大数据技术应用(一) 应用Flume+HBase采集和存储日志数据

ailiy 发表于 2015-11-27 18:46:54

　　前言
　　大数据时代，谁掌握了足够的数据，谁就有可能掌握未来，而其中的数据采集就是将来的流动资产积累。
　　几乎任何规模企业，每时每刻也都在产生大量的数据，但这些数据如何归集、提炼始终是一个困扰。而大数据技术的意义确实不在于掌握规模庞大的数据信息，而在于对这些数据进行智能处理，从中分析和挖掘出有价值的信息，但前提是如何获取大量有价值的数据。
　　
　　在最近的工作当中，本人刚好实现了运用大数据技术分析网站访问日志的方案，整个方案包括对网站日志的采集、清洗、存储和统计分析，计划通过几篇文章将技术实现细节分享出来，以期引起更多的思考和讨论。
　　网站访问日志介绍
　　相信很多做过网站管理的人对网站访问日志（Access Log）应该不会陌生，现在主流的网站服务器（如apache,tomcat,ngxin等）都支持将日志数据记录到服务器的日志文件中。
　　网站的访问日志中记录了很多有用的信息，比如正常用户的访问足迹、恶意捣乱的足迹、用户的入站方式、出站页面等等信息。对以上信息汇总分类后，可以得到更有价值的东西，比如可以得到搜索引擎的抓取频率和来访时间段、可以得到哪些页面是用户热搜的等等。

所给数据:
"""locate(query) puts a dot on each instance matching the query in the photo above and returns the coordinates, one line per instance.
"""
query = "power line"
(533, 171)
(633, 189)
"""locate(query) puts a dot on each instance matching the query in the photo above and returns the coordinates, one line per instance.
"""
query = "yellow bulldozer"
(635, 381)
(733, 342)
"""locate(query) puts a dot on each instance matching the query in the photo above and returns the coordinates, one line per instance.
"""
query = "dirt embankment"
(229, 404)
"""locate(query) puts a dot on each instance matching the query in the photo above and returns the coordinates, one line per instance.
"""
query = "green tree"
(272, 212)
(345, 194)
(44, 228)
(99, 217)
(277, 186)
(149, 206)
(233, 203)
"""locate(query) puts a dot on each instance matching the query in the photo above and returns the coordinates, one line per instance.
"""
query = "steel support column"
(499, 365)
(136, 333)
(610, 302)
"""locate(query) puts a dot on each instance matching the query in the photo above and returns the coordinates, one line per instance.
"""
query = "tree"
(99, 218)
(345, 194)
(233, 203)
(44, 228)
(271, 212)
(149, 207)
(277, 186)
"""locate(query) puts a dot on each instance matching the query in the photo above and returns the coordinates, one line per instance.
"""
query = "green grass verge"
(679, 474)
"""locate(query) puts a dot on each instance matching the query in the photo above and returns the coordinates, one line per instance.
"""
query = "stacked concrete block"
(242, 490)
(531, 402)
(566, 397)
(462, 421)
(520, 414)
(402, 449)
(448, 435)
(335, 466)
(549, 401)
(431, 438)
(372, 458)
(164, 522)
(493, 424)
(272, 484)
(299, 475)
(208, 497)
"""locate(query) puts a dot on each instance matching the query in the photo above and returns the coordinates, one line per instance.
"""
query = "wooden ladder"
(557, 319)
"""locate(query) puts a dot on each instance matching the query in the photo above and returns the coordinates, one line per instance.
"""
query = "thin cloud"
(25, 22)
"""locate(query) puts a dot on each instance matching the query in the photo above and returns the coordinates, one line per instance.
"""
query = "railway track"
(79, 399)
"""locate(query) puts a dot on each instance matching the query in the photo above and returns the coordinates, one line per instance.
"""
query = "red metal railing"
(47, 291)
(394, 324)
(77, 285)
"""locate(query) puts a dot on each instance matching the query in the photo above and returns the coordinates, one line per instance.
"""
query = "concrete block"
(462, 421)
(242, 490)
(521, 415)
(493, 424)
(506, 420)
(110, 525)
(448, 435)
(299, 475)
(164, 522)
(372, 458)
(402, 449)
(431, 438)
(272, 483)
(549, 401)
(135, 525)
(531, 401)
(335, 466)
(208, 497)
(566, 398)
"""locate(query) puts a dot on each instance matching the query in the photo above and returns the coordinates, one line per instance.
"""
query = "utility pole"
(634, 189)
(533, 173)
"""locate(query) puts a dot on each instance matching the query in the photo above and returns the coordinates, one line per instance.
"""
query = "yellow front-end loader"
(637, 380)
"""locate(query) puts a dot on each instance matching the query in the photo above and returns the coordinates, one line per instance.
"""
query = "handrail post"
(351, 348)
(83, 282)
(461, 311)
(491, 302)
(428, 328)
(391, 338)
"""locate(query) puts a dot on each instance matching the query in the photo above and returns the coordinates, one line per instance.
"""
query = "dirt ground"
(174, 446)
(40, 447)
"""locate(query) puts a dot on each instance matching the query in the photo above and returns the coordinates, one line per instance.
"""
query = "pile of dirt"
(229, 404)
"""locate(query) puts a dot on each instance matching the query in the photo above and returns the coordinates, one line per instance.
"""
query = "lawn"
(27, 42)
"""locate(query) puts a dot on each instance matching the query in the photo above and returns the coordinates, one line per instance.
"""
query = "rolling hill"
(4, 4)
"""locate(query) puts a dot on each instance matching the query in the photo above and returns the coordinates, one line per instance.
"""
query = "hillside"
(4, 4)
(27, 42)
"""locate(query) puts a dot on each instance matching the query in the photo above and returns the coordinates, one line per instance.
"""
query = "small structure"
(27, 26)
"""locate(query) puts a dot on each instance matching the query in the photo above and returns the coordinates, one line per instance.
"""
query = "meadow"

任务列表:
(1) 根据关于日志采集的文章回答下列问题，每题一行：
(a) 作者最近在工作中实现的网站日志分析方案包括哪几个环节？
(b) 网站访问日志对应的英文名称是什么？
(c) 对访问日志中的信息汇总分类后，文中举例说可以得到哪些更有价值的东西？
(2) 请接着关于日志采集的文章最后一句往下续写。

参考答案:
(1)
(a) 包括对网站日志的采集、清洗、存储和统计分析。
(b) Access Log。
(c) 可以得到搜索引擎的抓取频率和来访时间段，以及哪些页面是用户热搜的。

(2)
　　首先看一个访问日志的例子：
　　10.52.10.49 - - "GET /webapp HTTP/1.1" 302 - "-" "Mozilla/5.0 (Windows NT 6.1; WOW64) AppleWebKit/537.36 (KHTML, like Gecko) Chrome/37.0.2062.120 Safari/537.36"
　　这是一个combined格式的访问日志，里面记录了用户的访问ip、时间、访问地址、来源地址等。如要了解具体的格式说明，请查看相关资料。
　　
　　日志采集存储方案
　　对于一个比较活跃的网站来说，访问日志将会是一个海量的数据，考虑到网站日志更新频繁、和海量数据的特点，我选择了Flume + HBase的采集和存储方案。
　　Flume
　　Flume最早是Cloudera提供的日志收集系统，目前是Apache下的一个项目，Flume支持在日志系统中定制各类数据发送方，用于收集数据。
　　Flume提供对数据进行简单处理，并写到各种数据接受方（可定制）的能力 Flume提供了从console（控制台）、RPC（Thrift-RPC）、text（文件）、tail（UNIXtail）、syslog（syslog日志系统，支持TCP和UDP等2种模式），exec（命令执行）等数据源上收集数据的能力。

　　
　　HBase
　　HBase – Hadoop Database，是一个高可靠性、高性能、面向列、可伸缩的分布式存储系统，利用HBase技术可在廉价PCServer上搭建起大规模结构化存储集群。

　　
　　
　　本次方案以Tomcat为Web服务器，通过Flume实时监控网站的日志文件并将新增日志收集、清洗并保存到HBase中，供Spark等分布计算框架分析使用等。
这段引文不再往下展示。